• _Exercise objective_:
The pictures do not go in the copy. Reproduce the rest of the entries exactly.

• _Records shown_:
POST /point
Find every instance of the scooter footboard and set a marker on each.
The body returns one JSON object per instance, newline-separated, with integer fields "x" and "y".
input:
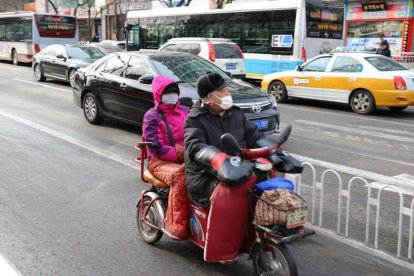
{"x": 227, "y": 221}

• _Worked solution_:
POST /point
Find every instance of the scooter footboard and set a marker on each.
The body returns one JSON object per instance, newline-separated, with integer fields "x" and "y".
input:
{"x": 227, "y": 221}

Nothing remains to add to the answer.